## [Set task 1]
According to the demand paging post, which call had to be skipped because it zero-filled the entire KV cache?

## [Passage]
----------------------------------------

포스트

Why OS-Level Demand Paging Fails on Apple Silicon GPU

I tried to use macOS demand paging to save GPU memory in llama.cpp. It didn't work — and understanding why led to a better approach.

Why OS-Level Demand Paging Fails on Apple Silicon GPU

The Problem: 8 GB of Memory for a 10-Token Conversation

In the previous post, I built a paged KV cache wrapper for llama.cpp. It tracked blocks, managed metadata, and correctly dispatched to the inner llama_kv_cache — but memory usage was identical to vanilla.

Why? Because the wrapper still allocated the full buffer upfront, and blocks were internally contiguous. The metadata-only approach saved nothing.

To actually save memory, I needed to go deeper: prevent physical memory from being committed for pages that aren’t used yet.

The Hypothesis: Demand Paging Should Work

macOS uses demand paging for virtual memory. When you call vm_allocate, the OS reserves virtual address space but commits physical pages only on first access:

1
2
3
4
5
6
7
8
vm_allocate(4 GB)

Virtual:   [████████████████████████]  4 GB reserved (instant)
Physical:  [                        ]  0 bytes       (nothing committed)

First write → page fault:
  page[0]  → [█                       ]  16 KB committed
  page[3]  → [█  █                    ]  32 KB committed

Untouched pages consume zero physical RAM. This is how every modern OS manages memory.

I found that llama.cpp’s Metal backend uses exactly this mechanism:

1
2
3
4
5
6
7
// ggml-metal-device.m
kern_return_t err = vm_allocate(mach_task_self(), &data, size, VM_FLAGS_ANYWHERE);

res->buffers[0].metal = [device newBufferWithBytesNoCopy:data
                                                  length:size_aligned
                                                 options:MTLResourceStorageModeShared
                                             deallocator:nil];

Step 1 allocates virtual memory with demand paging. Step 2 wraps it as a Metal GPU buffer in shared mode (unified memory — CPU and GPU share the same physical RAM on Apple Silicon).

My plan was simple:

  1. Skip the buffer_clear(buf, 0) call that touches every page
  2. Let demand paging do its job — only pages written during inference get committed
  3. Use madvise(MADV_FREE_REUSABLE) to release pages when sequences are deleted

Zero code changes to the compute path. Zero kernel modifications. Just stop touching pages that don’t need to be touched.

Testing with Small Models: It Works!

I implemented the plan and tested with Qwen2.5 (0.5B and 7B):

ModelContextVanilla RSSPaged RSSSavings
0.5B32K37 MB18 MB52%
7B32K6.20 GB4.45 GB30% (1.8 GB)

Promising! The 7B model saved 1.8 GB of real memory. The key fix was ensuring buffer_clear() was skipped — it was zero-filling the entire KV cache and touching every virtual page, defeating demand paging entirely.

----------------------------------------

## [Set task 2]
Please format the rows as a Markdown table with the columns No. and Line, starting at the line that contains "of the green" and ending with the final line of the rows; leave out any blank lines.

----------------------------------------

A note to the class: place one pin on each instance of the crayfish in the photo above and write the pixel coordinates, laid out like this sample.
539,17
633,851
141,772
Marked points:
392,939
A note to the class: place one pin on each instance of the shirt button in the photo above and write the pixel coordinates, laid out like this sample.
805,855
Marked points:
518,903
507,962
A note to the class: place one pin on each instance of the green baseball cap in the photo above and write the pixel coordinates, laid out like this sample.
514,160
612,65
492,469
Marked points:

----------------------------------------

## [Problem solution 1]
buffer_clear()

## [Problem solution 2]
| No. | Line |
|---|---|
| 1 | A note to the class: place one pin on each instance of the green baseball cap in the photo above and write the pixel coordinates, laid out like this sample. |
| 2 | 514,160 |
| 3 | 612,65 |
| 4 | 492,469 |
| 5 | Marked points: |